→ **Extrait du document**:

+---+

Hier, le fracas de la violence d’État s’est abattu dans les rues de Rangoun, la capitale de la Birmanie. L’armée, la police, et leurs bandes de supplétifs, ont attaqué les cortèges de manifestants animés par les moines bouddhistes, pour mettre un terme, par la force, au mouvement populaire de protestation qui secoue tout le pays depuis plus d’un mois. Parmi les trop nombreux peuples de la terre qui vivent dans une difficulté extrême, le peuple birman est un de ceux dont la détresse est la plus grande.

Non seulement plus de 90 % des Birmans sont condamnés à un dénuement indigne du XXIe siècle qui réduit la vie à une lutte quotidienne élémentaire pour se nourrir ; non seulement les revenus de chaque citoyen ne dépassent pas en moyenne les 1 000 kyats par jour (soit l’équivalent de 0,7 euro) ; non seulement le travail est très rare, le système éducatif lamentable, l’appareil de santé publique inaccessible et la population victime de la malaria et du sida de manière endémique ; non seulement donc, la société birmane a pris un retard séculaire sur l’évolution du monde moderne, mais elle est aussi la proie d’une des plus féroces, des plus archaïques et des plus obstinées dictatures militaires du monde.

En Birmanie on meurt de faim et on meurt de peur. Et depuis la mi-août, déclenchée par une hausse vertigineuse du prix des carburants, qui a entraîné un dérapage général de l’ensemble des coûts des choses essentielles, la protestation a pris rapidement un cours très puissant. Ldes bonzes (beaucoup plus proches du peuple qu’un clergé traditionnel comme nous l’entendons en Europe) et la figure si présente de Aung San Suu Kyi, « la Mandela birmane », assignée à résidence par le pouvoir, ont stimulé la révolte. Le spectre du massacre de 1988 hante le pays et a déclenché un certain mouvement des institutions internationales.

+---+

→ **Consignes de l'exercice**:
1. D'après le texte sur la répression en Birmanie, à combien s'élèvent en moyenne les revenus journaliers de chaque citoyen ?
2. Rédigez la suite du texte sur la répression en Birmanie, en reprenant après sa dernière phrase.

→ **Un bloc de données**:

+---+

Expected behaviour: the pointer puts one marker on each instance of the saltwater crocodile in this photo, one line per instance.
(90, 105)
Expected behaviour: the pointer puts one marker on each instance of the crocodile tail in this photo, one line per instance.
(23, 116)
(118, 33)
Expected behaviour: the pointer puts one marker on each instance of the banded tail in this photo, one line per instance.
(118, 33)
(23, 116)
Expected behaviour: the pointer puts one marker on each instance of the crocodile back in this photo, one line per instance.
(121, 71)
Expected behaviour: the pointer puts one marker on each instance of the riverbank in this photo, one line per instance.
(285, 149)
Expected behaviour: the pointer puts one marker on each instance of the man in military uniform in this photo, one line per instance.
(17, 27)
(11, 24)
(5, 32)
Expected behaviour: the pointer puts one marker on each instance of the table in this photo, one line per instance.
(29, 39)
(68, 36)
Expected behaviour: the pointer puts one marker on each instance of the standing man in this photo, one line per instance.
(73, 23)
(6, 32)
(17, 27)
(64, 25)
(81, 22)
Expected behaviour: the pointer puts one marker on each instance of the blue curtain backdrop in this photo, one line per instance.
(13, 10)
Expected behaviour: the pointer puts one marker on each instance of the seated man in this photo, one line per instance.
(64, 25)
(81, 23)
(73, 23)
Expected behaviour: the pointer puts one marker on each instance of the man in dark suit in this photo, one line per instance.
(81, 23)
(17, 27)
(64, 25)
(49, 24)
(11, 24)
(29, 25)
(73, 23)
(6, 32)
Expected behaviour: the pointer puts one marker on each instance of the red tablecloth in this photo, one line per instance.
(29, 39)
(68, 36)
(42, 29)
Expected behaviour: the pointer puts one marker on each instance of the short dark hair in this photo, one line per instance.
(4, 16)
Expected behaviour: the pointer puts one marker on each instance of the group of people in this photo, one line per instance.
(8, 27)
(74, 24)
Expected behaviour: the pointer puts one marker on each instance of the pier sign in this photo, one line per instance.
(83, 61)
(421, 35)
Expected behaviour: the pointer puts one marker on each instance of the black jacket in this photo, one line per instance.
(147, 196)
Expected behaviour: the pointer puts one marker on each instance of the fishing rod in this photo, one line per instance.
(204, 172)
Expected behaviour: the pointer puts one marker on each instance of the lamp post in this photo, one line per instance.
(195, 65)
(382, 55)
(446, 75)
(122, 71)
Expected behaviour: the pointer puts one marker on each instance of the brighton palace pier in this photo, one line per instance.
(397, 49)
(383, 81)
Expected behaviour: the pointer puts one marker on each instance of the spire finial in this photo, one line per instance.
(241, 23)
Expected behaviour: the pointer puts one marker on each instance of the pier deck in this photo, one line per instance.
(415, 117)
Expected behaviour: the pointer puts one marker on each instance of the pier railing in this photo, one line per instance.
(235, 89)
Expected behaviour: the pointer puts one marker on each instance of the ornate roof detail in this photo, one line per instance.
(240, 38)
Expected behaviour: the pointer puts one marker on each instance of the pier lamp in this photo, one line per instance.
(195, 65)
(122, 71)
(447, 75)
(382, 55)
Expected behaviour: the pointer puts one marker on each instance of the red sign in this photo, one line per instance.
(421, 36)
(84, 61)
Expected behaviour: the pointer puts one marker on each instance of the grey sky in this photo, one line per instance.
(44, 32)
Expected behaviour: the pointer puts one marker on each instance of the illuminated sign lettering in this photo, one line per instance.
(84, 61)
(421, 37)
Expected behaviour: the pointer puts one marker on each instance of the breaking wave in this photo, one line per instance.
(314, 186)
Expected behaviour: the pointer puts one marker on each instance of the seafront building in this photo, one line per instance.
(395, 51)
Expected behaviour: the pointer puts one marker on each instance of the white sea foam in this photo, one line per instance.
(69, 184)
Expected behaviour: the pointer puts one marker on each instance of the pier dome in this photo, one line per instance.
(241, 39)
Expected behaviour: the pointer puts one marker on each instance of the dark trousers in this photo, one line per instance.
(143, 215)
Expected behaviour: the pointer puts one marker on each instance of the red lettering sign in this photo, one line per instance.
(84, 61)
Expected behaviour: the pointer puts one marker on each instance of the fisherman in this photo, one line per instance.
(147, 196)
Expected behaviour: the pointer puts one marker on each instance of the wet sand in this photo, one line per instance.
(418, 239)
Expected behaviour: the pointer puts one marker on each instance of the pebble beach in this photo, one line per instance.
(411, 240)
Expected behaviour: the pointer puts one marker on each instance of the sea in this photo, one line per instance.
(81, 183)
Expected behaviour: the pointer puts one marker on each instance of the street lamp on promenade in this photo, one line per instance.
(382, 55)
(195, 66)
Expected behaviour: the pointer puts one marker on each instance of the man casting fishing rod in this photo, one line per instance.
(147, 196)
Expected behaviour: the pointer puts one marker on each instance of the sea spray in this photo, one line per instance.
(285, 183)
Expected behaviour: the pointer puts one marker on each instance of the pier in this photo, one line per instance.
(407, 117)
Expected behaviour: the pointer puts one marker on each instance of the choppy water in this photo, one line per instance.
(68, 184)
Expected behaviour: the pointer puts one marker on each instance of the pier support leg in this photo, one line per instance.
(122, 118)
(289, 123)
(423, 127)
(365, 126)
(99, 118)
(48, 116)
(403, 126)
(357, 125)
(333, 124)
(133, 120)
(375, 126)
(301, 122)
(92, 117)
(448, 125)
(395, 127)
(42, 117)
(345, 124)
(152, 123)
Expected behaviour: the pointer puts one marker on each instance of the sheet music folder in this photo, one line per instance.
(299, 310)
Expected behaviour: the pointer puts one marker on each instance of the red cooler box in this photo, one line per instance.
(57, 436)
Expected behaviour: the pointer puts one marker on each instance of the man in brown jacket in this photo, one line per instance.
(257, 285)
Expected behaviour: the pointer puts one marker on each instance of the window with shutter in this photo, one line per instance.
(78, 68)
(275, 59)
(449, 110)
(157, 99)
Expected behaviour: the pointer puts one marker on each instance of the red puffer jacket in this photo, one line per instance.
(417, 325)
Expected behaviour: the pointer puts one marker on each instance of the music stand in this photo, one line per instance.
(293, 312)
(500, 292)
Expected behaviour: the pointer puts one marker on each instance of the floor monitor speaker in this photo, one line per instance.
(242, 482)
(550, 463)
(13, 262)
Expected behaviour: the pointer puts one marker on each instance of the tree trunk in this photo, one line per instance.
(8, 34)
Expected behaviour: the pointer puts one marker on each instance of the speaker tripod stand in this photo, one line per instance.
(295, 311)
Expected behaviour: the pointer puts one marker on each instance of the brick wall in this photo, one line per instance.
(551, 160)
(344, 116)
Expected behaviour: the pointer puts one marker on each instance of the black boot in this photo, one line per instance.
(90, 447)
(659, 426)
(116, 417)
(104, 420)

+---+

→ **Corrigé de l'exercice**:
1. Ils ne dépassent pas en moyenne 1 000 kyats par jour, soit l'équivalent de 0,7 euro.

2.
On peut en effet s’interroger sur la longévité au pouvoir à Rangoun, de cette bande de tyranneaux en uniforme. Les grandes puissances ont certes manifesté de proche en proche leurs inquiétudes auprès des maîtres galonnés. Mais cela n’a pas donné de grands résultats, et on sait que quand elles le veulent elles ont, les États-Unis en tête, des arguments frappants. Serait-ce que, en définitive, les richesses de la Birmanie, son pétrole, son gaz et le reste sont accessibles aux grandes multinationales ? Serait-ce que la Russie qui se propose de fournir à la Birmanie un premier réacteur nucléaire décourage les efforts des uns et des autres ? Serait-ce que la Chine qui a des relations historiques privilégiées avec son voisin freine la bataille pour les droits de l’homme ? On souhaite que Pékin change rapidement son fusil d’épaule.

Hier M. Kouchner, le ministre des Affaires étrangères, s’est agité dans les couloirs de l’ONU. Il a pourtant un souvenir bien cuisant de ses rapports avec la Birmanie. Il y a trois ans le groupe Total lui avait commandé un rapport (pour 25 000 euros) pour écarter la terrible accusation : la junte militaire aurait mis à sa disposition des travailleurs « forcés » pour la construction du gazoduc de Yadana. Le rapport avait été rendu dans ce sens. « Comment croyez-vous que je gagne ma vie, moi ? », avait lancé M. Kouchner...

En attendant, des Birmans risquent de perdre la leur dans les rues.